[Start Provided records]
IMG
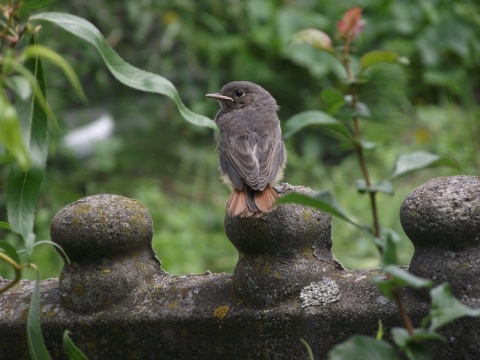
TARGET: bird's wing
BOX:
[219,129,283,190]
[End Provided records]
[Start Provided records]
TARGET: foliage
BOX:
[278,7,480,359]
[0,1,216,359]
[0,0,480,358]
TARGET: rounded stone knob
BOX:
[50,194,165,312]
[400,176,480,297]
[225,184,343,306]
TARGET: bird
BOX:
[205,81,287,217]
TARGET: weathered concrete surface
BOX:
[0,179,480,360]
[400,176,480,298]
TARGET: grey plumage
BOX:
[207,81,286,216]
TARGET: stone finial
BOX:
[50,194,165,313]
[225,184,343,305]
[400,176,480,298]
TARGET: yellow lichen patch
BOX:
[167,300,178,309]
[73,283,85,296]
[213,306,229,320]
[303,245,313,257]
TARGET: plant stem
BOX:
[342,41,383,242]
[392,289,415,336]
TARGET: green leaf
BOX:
[End Provided records]
[Start Provided records]
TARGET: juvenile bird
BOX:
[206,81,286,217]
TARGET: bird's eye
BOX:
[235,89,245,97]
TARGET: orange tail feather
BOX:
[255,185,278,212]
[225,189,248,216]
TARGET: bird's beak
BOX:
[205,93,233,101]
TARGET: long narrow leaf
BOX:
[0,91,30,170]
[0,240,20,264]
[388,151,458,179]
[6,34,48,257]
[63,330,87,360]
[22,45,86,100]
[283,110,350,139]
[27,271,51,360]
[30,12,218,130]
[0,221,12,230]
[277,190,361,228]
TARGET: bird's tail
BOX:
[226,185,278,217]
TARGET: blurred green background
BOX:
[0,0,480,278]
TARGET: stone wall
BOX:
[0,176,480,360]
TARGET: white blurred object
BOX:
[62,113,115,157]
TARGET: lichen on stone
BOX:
[End Provided records]
How many lines of the records above contain the string "tail"? Reply with the number alone.

2